▸ STATED PROBLEM
Report every line in the entries below that contains the string "grass".

▸ RECORDS TO PROCESS

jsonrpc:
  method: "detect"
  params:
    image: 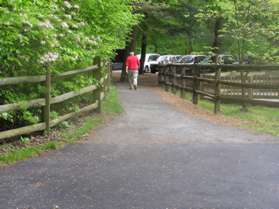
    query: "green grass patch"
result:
[183,94,279,136]
[0,86,123,166]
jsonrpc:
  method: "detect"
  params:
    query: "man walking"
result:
[125,52,140,90]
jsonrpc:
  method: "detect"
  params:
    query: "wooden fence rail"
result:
[158,64,279,113]
[0,58,111,142]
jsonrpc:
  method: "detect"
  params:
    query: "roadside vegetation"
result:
[0,86,123,166]
[0,0,138,131]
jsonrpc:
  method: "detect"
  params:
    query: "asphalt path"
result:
[0,75,279,209]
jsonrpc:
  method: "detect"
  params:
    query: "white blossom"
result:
[39,20,54,29]
[23,20,33,28]
[40,52,59,64]
[65,15,72,20]
[74,4,79,9]
[72,24,79,29]
[78,22,85,27]
[61,22,69,29]
[64,1,72,9]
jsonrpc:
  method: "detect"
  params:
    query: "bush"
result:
[0,0,137,131]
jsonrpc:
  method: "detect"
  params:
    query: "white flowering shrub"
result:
[0,0,137,131]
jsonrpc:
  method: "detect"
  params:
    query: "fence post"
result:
[214,68,221,114]
[192,65,198,105]
[94,57,103,113]
[171,66,177,94]
[180,67,185,99]
[241,71,248,112]
[44,66,51,135]
[166,65,171,91]
[248,76,253,99]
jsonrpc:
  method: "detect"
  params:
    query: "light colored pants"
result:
[128,70,139,88]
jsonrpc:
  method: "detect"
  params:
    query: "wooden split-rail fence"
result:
[0,58,111,142]
[158,64,279,113]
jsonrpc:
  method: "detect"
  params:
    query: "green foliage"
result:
[140,0,279,63]
[0,0,138,130]
[0,87,123,166]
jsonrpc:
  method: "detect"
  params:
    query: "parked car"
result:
[217,54,239,65]
[137,54,160,73]
[179,55,207,65]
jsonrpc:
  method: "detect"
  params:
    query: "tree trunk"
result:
[139,33,147,74]
[212,17,222,63]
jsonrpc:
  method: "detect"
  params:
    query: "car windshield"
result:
[148,55,159,61]
[181,56,194,63]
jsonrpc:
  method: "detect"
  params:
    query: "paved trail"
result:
[0,75,279,209]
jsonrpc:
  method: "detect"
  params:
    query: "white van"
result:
[137,54,160,73]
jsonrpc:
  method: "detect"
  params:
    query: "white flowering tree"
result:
[0,0,137,126]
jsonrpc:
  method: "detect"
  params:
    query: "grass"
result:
[183,91,279,136]
[0,86,123,166]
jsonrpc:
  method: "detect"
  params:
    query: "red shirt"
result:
[125,56,140,71]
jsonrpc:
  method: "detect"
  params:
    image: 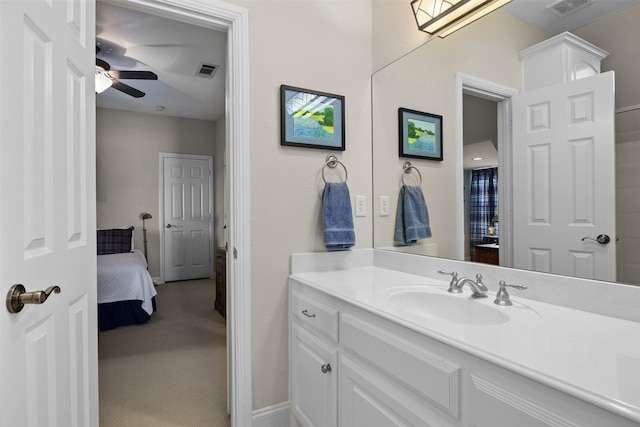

▸ SOLUTION FOR THIS PROBLEM
    query: "green grass patch"
    query: "grass"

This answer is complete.